### DATEN ZUR AUFGABE
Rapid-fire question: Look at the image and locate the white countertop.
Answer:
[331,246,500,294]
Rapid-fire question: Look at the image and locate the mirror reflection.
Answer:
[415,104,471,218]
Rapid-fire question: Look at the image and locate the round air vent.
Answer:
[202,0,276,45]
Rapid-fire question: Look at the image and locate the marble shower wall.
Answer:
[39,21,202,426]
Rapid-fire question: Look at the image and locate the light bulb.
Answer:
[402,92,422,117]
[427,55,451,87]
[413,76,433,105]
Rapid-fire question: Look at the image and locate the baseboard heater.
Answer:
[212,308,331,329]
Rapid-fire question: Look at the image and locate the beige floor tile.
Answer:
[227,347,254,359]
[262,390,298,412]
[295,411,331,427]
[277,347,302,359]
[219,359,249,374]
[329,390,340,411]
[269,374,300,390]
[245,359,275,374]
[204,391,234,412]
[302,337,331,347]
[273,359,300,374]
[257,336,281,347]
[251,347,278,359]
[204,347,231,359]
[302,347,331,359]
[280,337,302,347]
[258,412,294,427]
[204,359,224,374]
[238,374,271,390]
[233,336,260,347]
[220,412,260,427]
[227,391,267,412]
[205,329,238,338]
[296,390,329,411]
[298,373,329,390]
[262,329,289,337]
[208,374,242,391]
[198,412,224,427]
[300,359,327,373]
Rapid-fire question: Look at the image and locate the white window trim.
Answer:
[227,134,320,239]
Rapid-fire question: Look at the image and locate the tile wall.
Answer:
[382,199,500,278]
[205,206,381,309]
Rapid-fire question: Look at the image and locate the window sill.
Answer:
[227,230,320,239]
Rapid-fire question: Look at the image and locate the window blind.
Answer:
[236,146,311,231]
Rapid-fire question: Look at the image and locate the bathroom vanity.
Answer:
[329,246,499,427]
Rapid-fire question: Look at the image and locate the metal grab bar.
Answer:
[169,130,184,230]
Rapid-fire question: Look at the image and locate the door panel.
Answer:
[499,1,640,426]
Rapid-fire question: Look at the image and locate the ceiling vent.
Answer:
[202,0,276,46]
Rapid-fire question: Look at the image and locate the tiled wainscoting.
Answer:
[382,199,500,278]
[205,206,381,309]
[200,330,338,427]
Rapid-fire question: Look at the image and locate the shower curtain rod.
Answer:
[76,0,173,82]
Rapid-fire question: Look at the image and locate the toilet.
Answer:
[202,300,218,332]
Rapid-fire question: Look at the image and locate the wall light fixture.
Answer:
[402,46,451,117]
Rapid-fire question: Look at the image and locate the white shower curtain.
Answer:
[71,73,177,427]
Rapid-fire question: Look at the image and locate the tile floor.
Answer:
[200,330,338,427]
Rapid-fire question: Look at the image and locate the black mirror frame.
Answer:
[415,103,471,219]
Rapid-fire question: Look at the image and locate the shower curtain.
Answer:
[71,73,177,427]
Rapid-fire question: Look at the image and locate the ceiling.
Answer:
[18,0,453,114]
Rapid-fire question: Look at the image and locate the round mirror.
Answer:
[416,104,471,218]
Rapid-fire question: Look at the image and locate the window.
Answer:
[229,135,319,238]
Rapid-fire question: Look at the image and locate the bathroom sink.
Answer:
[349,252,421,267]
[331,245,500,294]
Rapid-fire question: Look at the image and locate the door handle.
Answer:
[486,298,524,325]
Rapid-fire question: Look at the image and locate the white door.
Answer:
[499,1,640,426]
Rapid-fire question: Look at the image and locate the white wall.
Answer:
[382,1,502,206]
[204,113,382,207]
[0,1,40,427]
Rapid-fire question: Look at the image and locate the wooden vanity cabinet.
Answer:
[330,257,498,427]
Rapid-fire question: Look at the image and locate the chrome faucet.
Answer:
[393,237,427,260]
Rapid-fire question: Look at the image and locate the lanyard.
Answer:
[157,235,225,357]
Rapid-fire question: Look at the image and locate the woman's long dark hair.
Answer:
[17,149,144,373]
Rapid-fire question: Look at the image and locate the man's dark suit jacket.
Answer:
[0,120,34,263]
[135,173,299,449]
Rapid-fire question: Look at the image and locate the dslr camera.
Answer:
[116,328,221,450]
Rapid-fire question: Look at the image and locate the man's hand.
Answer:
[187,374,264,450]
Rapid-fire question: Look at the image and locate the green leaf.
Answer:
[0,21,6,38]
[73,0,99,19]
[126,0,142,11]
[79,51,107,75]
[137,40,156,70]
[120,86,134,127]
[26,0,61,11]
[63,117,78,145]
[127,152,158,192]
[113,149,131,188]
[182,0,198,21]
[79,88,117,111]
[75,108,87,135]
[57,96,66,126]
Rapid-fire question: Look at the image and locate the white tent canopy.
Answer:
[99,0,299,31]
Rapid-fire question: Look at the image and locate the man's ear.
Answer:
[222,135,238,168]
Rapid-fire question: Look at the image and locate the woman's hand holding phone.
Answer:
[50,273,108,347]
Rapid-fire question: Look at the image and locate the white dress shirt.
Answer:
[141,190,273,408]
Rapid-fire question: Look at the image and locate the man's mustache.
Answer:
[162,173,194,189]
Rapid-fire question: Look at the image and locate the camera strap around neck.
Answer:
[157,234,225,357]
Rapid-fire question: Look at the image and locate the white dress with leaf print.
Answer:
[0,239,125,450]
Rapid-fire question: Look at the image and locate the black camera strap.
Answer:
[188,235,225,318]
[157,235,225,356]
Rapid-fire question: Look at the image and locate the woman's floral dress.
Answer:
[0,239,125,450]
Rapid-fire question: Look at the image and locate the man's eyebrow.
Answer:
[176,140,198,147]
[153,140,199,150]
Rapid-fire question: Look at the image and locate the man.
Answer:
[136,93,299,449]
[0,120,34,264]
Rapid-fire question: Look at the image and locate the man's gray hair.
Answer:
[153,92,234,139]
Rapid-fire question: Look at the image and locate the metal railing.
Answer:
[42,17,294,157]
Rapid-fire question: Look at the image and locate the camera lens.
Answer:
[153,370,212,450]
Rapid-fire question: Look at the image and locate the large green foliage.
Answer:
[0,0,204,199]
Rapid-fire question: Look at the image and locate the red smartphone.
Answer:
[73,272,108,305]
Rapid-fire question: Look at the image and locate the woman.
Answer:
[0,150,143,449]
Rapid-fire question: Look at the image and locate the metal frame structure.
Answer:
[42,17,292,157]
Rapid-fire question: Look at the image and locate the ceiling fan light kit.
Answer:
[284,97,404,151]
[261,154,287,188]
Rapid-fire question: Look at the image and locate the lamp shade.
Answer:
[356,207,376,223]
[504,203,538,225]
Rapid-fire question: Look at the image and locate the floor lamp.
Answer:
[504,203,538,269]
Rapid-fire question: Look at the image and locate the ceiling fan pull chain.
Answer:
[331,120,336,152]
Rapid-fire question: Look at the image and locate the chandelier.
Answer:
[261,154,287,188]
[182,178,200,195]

### AUFGABENSTELLUNG
Wandle bitte nur den Teil der Datensätze oben in eine nummerierte Liste um, der mit der Zeile beginnt, die "Rapid-fire question: Look at the image and locate the baseboard" enthält, und mit der Zeile endet, die "[202,300,218,332]" enthält, beide Zeilen eingeschlossen. Leerzeilen lässt du dabei weg.

### ANTWORT ZUR AUFGABE
1. Rapid-fire question: Look at the image and locate the baseboard heater.
2. Answer:
3. [212,308,331,329]
4. Rapid-fire question: Look at the image and locate the beige floor tile.
5. Answer:
6. [227,347,254,359]
7. [262,390,298,412]
8. [295,411,331,427]
9. [277,347,302,359]
10. [219,359,249,374]
11. [329,390,340,411]
12. [269,374,300,390]
13. [245,359,275,374]
14. [204,391,234,412]
15. [302,337,331,347]
16. [273,359,300,374]
17. [257,336,281,347]
18. [251,347,278,359]
19. [204,347,231,359]
20. [302,347,331,359]
21. [280,337,302,347]
22. [258,412,294,427]
23. [204,359,224,374]
24. [238,374,271,390]
25. [233,336,260,347]
26. [220,412,260,427]
27. [227,391,267,412]
28. [205,329,238,338]
29. [296,390,329,411]
30. [298,373,329,390]
31. [262,329,289,337]
32. [208,374,242,391]
33. [198,412,224,427]
34. [300,359,327,373]
35. Rapid-fire question: Look at the image and locate the white window trim.
36. Answer:
37. [227,134,320,239]
38. Rapid-fire question: Look at the image and locate the tile wall.
39. Answer:
40. [382,199,500,278]
41. [205,206,381,309]
42. Rapid-fire question: Look at the image and locate the window sill.
43. Answer:
44. [227,230,320,239]
45. Rapid-fire question: Look at the image and locate the window blind.
46. Answer:
47. [236,146,311,231]
48. Rapid-fire question: Look at the image and locate the bathroom vanity.
49. Answer:
50. [329,246,499,427]
51. Rapid-fire question: Look at the image and locate the metal grab bar.
52. Answer:
53. [169,130,184,230]
54. Rapid-fire question: Look at the image and locate the door panel.
55. Answer:
56. [499,1,640,426]
57. Rapid-fire question: Look at the image and locate the ceiling vent.
58. Answer:
59. [202,0,276,46]
60. Rapid-fire question: Look at the image and locate the tiled wainscoting.
61. Answer:
62. [382,199,500,278]
63. [205,206,381,309]
64. [200,330,338,427]
65. Rapid-fire question: Look at the image and locate the shower curtain rod.
66. Answer:
67. [76,0,173,82]
68. Rapid-fire question: Look at the image and locate the toilet.
69. Answer:
70. [202,300,218,332]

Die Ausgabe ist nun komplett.